▶ _Required task_: All entries must be extracted exactly, with nothing added or dropped.

▶ _Extracted material_:
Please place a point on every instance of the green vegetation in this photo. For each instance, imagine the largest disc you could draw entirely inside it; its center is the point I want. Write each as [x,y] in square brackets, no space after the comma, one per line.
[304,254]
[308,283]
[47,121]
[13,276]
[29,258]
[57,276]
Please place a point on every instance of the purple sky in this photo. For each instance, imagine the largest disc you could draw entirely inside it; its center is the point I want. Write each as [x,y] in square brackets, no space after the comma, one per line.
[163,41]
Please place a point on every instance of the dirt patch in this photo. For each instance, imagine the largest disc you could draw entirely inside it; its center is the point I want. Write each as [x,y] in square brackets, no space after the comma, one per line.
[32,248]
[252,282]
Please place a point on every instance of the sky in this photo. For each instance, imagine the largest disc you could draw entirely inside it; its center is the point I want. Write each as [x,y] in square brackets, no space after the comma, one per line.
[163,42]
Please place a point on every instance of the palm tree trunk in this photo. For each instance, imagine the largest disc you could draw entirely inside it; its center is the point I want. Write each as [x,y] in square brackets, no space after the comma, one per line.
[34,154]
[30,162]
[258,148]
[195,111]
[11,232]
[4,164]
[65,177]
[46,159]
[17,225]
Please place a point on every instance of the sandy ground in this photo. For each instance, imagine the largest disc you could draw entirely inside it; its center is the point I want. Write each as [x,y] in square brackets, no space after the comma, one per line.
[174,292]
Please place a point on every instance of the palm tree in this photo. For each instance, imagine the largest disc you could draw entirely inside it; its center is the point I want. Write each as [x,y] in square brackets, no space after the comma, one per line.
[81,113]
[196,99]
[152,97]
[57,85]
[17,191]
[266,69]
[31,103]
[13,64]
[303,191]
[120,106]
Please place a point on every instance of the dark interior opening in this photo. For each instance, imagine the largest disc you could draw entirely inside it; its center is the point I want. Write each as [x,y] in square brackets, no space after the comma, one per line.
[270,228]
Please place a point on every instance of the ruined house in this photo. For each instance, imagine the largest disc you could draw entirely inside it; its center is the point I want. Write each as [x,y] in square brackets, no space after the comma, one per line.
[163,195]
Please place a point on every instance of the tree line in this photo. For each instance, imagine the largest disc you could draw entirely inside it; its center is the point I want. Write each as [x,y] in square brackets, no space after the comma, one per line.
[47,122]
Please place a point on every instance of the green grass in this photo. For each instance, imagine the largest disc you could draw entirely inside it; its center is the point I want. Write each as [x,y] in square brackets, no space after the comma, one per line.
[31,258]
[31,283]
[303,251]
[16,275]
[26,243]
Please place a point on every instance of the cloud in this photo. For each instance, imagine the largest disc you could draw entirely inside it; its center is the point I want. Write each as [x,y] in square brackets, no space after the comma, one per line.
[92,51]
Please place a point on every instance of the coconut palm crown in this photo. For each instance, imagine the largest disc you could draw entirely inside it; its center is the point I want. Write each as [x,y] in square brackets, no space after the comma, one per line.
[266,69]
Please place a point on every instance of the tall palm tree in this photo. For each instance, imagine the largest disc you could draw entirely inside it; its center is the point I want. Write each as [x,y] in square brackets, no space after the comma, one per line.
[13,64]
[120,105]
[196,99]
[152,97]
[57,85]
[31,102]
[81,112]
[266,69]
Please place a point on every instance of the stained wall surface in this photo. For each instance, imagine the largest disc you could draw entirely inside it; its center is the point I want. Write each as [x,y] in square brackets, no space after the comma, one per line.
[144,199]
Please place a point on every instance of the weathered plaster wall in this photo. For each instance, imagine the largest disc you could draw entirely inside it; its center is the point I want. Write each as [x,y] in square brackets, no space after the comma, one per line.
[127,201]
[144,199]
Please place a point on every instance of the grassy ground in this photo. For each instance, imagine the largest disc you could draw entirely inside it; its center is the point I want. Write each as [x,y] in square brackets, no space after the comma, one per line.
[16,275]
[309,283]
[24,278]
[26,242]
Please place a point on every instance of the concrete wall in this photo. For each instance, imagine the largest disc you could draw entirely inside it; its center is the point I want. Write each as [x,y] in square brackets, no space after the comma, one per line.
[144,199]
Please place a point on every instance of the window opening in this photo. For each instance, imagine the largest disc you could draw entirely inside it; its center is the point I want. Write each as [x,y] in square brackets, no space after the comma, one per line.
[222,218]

▶ _Reply_:
Please place a point on every instance of the green vegetation in this photo. For each instance, imagine the largest disc you could draw entirely inside it; its center is the point I want. Write each as [x,y] in square brackets, no space after the comma, one per line.
[304,254]
[308,283]
[47,121]
[13,276]
[29,258]
[57,276]
Please place a point on every instance of the purple sky in this photo. For each instance, imagine the largest disc you could draw entirely inside it; its center is the point I want. Write each as [x,y] in square brackets, no space after the comma, one per line.
[163,41]
Please place a point on every instance of the dirt patch in this photo. For each instance, imagine the largest disc you could draw entirely inside it; its center is the point I want. Write each as [x,y] in square brackets, no space after the comma, one per line.
[32,248]
[252,282]
Please place a point on every instance of the sky in this photo. For each instance, imagine the largest disc you could draw entirely inside it; its center is the point I want. Write each as [x,y] in square brackets, no space after the comma, one per line.
[163,42]
Please place a point on every instance of the palm tree trunk in this photo. For each instance, imagine the largest disc you could draw entirely inside it; its center is the point I want. Write each as [x,y] in square brackets, no space after the comma, one per line.
[34,154]
[30,162]
[258,148]
[195,111]
[11,232]
[4,164]
[65,177]
[46,159]
[17,225]
Please place a point on every instance of the sandy ground in this photo. For each instance, imagine the largest disc you could draw entirely inside it; its center is the point I want. Write each as [x,y] in square brackets, no space after the comma, one per line.
[174,292]
Please place a point on every instance of the palm tree in this photo. For each instance, imagine the largest disc you could draw entirely inside it; its center is the point I want. Write each as [x,y] in square brackets, no space after the comma, one per line.
[81,113]
[196,99]
[152,97]
[57,85]
[17,191]
[266,69]
[31,103]
[13,64]
[303,191]
[120,106]
Please place a point on every instance of the dark interior opening in this photo. For each instance, imagine the largest disc you could draw entirely inside it; its center is the point I want. Write each as [x,y] in square brackets, no space after the comma, one per line.
[270,228]
Please place a point on every instance of the ruined house in this photo. For each instance, imagine the largest disc you could draw entirely inside it; its center is the point I want. Write each as [x,y] in square brackets, no space after the comma, one per line.
[163,195]
Please place a point on every instance of the tree line in this photo. For each instance, imagine the largest disc you could draw entirely inside it; its center is the point I want. Write each as [x,y] in square brackets, no space after the comma, one per line.
[47,122]
Please place a point on every instance of the green grass in this photo. For each instance, imagine the largest disc you could draw entirely inside it; its center is the point I want. Write each as [x,y] in square brackets, no space after the comma, one per line.
[31,258]
[31,283]
[303,251]
[16,275]
[26,243]
Please place a point on every instance of the cloud in this photo. For each instance, imagine the largest disc you could draw entirely inside it; its center is the point I want. Write each as [x,y] in square brackets, no space after the comma, one per line.
[92,51]
Please place a point on every instance of the coconut palm crown in this photo. For each instance, imagine the largest disc you could draw entirely inside it; its center is the point I want. Write each as [x,y] in square brackets, no space after the comma, one per line.
[266,69]
Please place a point on every instance of the tall palm tree in this photo. For each instance, imagine the largest disc you could draw entirely inside it; its center is the point I want. Write each as [x,y] in square brackets, no space after the comma, one per line.
[13,64]
[120,105]
[196,99]
[152,97]
[57,85]
[31,102]
[81,112]
[266,69]
Please place a point on every instance of the stained wall surface in this photo. For each instance, imagine the largest disc you could draw entirely inside it; its center is the point I want. Write each as [x,y] in square brackets, no space after the comma, one per line.
[144,199]
Please place a point on every instance of the weathered plaster wall in this photo. For each instance, imagine the largest disc you could draw entirely inside it; its center is the point I want. Write each as [x,y] in square brackets, no space after the comma, one per line.
[127,201]
[144,199]
Please place a point on every instance of the grassy ground in this photo. For each instance, imagine the largest disc you could draw entirely inside it; its center is the point I want. Write each as [x,y] in square brackets, no space after the comma, one per line.
[16,275]
[309,283]
[24,278]
[26,242]
Please place a point on every instance of the concrete wall in this photo. For each instance, imagine the largest disc you could draw entirely inside it; its center is the point I want. Write each as [x,y] in square brackets, no space after the comma, one per line.
[144,199]
Please place a point on every instance of the window opening in this photo. For each instance, imagine the largest disc you could draw entirely inside it; its center is the point I want. Write each as [x,y] in square brackets, no space after the comma, one per line.
[222,218]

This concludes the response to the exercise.